> Supplied passage:
-*-

Apple Pencil
- Apple Pencil (second generation)
- Developer: Apple Inc.
- Manufacturer: Apple Inc.
- Type: Digital stylus
- Released: November 11, 2015 (1st generation) November 7, 2018 (2nd generation) November 1, 2023 (USB-C) May 15, 2024 (Pro)
- Introductory price: US$99
- System on a chip: 32-bit RISC ARM-based Cortex-M3
- CPU: STMicroelectronics STM32L151UCY6 Ultra-low-power MCU @ 32 MHz
- Memory: 64-Kilobyte Flash
- Input: First generation: Lightning connector eight pin, Bluetooth 4.1 Second generation: Bluetooth 4.1
- Power: 3.82 V 0.329 W·h (86.1 mA·h)
- Dimensions: First generation: Length: 6.92 inches (176 mm) measured from tip to cap Diameter: 0.35 inches (8.9 mm) Second generation: Length: 6.53 inches (166 mm) Diameter: 0.35 inches (8.9 mm) USB-C: Length: 6.10 inches (155 mm) Diameter: 0.29 inches (7.4 mm)
- Weight: 0.73 ounces (21 g)
- Website: www.apple.com/apple-pencil/

= Apple Pencil =

Line of stylus pens designed by Apple

The Apple Pencil is a line of wireless stylus pen accessories designed and developed by Apple for use with supported iPad tablets and the iPhone Duo.

The first-generation Apple Pencil was announced alongside the first iPad Pro on September 9, 2015. It communicates wirelessly via Bluetooth and has a removable cap that conceals a Lightning connector used for charging. The Pencil is compatible with the first- and second-generation iPad Pro models, and the sixth through eleventh-generation iPad models (with the latter two requiring a USB-C adapter).

The second-generation Apple Pencil was announced on October 30, 2018, alongside the third-generation iPad Pro, and is used with most iPad models from 2018 through 2022 that contain a USB-C port (excluding the base iPads). It uses a magnetic connector on the side of the tablet for charging rather than a Lightning port, and includes touch-sensitive areas that can be tapped to perform actions within supported apps. A successor to the second-generation Apple Pencil known as Apple Pencil Pro was released in 2024; which adds roll and squeezing gestures, as well as haptic feedback. It is used on non-base iPad models released since 2024.

-*-

> Data block:
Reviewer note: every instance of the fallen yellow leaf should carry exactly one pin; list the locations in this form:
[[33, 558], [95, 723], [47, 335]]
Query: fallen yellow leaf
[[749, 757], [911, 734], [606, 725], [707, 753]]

-*-

> Instructions:
1) Condense the paragraph of the Apple Pencil text beginning "The first-generation Apple Pencil was announced" into a short bulleted list that keeps its main facts.
2) In the Apple Pencil text, swap "Diameter" for "Width" and give the part starting with "- Type: Digital" and going on through "inches (7.4 mm)".

> Answer list:
1)
- Announced September 9, 2015, alongside the first iPad Pro
- Communicates wirelessly via Bluetooth
- A removable cap hides a Lightning connector used for charging
- Works with the first- and second-generation iPad Pro and the sixth- through eleventh-generation iPad
- The tenth- and eleventh-generation iPad need a USB-C adapter

2)
- Type: Digital stylus
- Released: November 11, 2015 (1st generation) November 7, 2018 (2nd generation) November 1, 2023 (USB-C) May 15, 2024 (Pro)
- Introductory price: US$99
- System on a chip: 32-bit RISC ARM-based Cortex-M3
- CPU: STMicroelectronics STM32L151UCY6 Ultra-low-power MCU @ 32 MHz
- Memory: 64-Kilobyte Flash
- Input: First generation: Lightning connector eight pin, Bluetooth 4.1 Second generation: Bluetooth 4.1
- Power: 3.82 V 0.329 W·h (86.1 mA·h)
- Dimensions: First generation: Length: 6.92 inches (176 mm) measured from tip to cap Width: 0.35 inches (8.9 mm) Second generation: Length: 6.53 inches (166 mm) Width: 0.35 inches (8.9 mm) USB-C: Length: 6.10 inches (155 mm) Width: 0.29 inches (7.4 mm)